- **What to work on**: In the records below, locate the line containing "Practice. Find the rustic"; output that line and every following line through the last, exactly.

───── Data provided ─────

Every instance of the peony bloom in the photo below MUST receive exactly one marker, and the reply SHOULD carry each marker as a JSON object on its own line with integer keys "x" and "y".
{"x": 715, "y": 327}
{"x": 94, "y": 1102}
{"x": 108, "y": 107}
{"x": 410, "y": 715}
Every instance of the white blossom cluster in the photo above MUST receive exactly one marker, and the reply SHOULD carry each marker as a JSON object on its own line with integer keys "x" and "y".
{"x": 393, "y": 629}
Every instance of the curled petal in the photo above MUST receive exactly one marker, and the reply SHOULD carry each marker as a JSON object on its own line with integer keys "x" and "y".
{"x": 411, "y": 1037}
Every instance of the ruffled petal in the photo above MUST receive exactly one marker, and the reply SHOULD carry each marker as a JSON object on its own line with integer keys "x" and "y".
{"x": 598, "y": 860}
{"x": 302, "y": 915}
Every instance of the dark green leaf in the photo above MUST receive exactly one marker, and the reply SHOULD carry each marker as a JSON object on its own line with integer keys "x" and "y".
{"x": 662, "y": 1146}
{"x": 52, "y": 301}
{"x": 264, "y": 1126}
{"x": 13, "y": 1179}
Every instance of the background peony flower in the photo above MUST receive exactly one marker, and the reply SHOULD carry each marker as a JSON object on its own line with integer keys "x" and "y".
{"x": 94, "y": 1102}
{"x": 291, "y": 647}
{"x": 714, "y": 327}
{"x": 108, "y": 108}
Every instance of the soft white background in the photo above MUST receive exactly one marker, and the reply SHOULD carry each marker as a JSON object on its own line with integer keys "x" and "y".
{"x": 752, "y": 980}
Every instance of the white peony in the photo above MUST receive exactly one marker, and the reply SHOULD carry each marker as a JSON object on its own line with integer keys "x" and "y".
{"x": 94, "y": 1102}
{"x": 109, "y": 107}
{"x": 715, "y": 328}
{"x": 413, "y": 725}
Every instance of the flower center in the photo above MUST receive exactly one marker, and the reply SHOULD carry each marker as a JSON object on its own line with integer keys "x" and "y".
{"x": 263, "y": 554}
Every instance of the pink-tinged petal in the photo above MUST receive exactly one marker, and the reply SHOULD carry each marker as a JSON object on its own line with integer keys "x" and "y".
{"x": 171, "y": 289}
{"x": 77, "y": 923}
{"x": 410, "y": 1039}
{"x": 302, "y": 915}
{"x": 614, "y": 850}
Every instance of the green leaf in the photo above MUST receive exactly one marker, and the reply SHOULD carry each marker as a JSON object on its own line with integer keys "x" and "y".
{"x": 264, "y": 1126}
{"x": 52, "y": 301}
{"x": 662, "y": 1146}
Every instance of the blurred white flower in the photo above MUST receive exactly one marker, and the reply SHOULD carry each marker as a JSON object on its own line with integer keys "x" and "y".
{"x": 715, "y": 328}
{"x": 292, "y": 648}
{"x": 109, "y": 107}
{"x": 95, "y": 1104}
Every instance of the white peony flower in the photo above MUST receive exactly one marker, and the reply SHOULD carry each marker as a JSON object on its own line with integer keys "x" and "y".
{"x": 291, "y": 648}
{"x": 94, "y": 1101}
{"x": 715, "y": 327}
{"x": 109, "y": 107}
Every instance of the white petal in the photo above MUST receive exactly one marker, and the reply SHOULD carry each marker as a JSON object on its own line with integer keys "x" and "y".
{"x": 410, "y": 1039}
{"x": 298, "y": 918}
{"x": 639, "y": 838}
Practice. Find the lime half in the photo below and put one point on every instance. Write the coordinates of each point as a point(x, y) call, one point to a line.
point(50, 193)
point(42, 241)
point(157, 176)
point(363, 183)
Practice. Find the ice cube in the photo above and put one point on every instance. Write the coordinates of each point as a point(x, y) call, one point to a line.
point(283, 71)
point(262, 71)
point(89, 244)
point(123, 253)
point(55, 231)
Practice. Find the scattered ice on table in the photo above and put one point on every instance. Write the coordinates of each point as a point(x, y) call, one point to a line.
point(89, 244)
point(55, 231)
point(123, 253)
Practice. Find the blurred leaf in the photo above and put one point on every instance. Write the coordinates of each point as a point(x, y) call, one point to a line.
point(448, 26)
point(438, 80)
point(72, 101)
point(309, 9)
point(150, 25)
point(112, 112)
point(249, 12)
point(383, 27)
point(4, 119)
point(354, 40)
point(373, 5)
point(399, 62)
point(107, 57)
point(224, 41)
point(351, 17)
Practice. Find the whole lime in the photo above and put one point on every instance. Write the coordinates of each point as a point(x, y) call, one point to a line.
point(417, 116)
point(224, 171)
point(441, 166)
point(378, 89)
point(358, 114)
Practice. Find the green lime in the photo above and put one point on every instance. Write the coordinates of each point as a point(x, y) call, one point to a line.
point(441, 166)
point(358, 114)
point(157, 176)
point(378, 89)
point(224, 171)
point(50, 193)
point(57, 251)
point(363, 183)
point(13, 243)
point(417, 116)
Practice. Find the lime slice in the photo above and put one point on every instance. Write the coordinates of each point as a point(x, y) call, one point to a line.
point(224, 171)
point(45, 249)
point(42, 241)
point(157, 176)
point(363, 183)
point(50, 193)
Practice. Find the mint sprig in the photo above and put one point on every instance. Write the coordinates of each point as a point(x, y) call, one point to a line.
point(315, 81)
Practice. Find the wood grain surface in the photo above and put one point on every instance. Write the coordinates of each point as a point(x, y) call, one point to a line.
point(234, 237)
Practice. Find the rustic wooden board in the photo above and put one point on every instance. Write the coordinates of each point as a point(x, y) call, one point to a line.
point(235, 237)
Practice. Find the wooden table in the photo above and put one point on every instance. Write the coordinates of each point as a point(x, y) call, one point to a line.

─────

- **Response box**:
Practice. Find the rustic wooden board in the photo above and put one point on every instance. Write the coordinates of each point as a point(x, y) call, one point to a line.
point(235, 237)
Practice. Find the wooden table in the photo above and put one point on every instance. Write the coordinates of each point as a point(x, y) call, one point to a line.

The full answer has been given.